> **Exercise directions**
Retype, word for word, every line from the one holding "Query: wooden sign frame" through the one holding "Would you point at the wooden plank" in the entries below, both included, and only those lines.

> **Dataset extract**
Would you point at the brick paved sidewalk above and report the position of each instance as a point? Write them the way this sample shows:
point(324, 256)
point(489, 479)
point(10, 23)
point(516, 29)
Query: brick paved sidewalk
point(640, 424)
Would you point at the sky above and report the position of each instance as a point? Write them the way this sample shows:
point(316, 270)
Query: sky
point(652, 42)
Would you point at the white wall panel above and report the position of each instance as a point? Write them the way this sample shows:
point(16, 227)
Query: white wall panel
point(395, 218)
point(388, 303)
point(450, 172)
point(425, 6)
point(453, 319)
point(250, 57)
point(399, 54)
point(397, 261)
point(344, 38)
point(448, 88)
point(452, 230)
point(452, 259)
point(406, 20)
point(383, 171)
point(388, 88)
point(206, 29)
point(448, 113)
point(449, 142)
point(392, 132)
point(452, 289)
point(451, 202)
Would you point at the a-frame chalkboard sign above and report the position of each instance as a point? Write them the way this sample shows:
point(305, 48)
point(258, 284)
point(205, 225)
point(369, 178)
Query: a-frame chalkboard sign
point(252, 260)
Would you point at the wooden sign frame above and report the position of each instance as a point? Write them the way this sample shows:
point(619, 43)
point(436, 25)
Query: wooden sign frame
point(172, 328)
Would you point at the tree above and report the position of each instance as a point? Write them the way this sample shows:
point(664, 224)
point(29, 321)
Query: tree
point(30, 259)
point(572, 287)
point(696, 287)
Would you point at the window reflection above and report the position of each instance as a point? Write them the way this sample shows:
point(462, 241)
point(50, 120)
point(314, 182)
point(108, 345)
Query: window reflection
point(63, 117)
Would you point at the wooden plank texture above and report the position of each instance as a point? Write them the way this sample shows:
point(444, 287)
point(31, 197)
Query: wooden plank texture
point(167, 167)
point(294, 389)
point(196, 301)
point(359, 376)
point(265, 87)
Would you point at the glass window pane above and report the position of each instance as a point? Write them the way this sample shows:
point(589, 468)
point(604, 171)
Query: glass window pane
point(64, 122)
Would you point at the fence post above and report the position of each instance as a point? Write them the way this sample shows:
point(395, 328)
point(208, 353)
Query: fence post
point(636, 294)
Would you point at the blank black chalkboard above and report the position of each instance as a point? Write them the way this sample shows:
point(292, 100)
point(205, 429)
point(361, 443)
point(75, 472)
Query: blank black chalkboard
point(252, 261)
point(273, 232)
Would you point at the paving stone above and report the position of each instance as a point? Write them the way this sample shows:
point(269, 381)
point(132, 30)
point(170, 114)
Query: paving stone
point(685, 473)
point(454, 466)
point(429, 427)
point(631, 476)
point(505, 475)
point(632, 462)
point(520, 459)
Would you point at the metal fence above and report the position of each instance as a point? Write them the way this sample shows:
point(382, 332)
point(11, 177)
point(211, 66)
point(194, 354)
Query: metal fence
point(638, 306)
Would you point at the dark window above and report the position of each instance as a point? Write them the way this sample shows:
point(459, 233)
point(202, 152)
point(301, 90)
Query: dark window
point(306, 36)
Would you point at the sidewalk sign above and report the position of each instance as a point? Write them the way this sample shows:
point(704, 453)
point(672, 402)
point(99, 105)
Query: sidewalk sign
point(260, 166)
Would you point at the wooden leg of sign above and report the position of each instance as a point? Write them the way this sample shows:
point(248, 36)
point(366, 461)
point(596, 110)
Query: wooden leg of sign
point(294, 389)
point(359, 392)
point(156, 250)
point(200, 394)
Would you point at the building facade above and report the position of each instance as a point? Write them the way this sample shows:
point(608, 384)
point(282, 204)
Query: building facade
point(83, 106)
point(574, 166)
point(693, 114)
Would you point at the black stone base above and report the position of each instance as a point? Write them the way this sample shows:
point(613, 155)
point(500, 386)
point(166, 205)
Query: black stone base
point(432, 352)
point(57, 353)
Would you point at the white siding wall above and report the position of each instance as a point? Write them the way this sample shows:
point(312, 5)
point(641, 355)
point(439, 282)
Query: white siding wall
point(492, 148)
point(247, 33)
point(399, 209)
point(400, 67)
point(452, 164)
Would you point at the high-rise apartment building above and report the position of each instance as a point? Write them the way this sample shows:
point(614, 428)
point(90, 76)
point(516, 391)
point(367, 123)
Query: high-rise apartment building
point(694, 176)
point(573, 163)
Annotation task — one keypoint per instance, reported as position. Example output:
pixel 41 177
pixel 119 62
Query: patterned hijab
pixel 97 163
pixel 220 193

> **Output of the exercise**
Query: wooden sign frame
point(172, 328)
Would you point at the tree above and report the position of each instance as a point? Write them the way this sample shows:
point(664, 224)
point(29, 321)
Query: tree
point(30, 259)
point(572, 287)
point(696, 287)
Would you point at the window reflection above and report the position of each instance as a point? Write them the way this sample shows:
point(462, 241)
point(50, 120)
point(314, 182)
point(108, 345)
Query: window reflection
point(63, 117)
Would you point at the wooden plank texture above and report the position of each instance as a point? Write them the way this sample shows:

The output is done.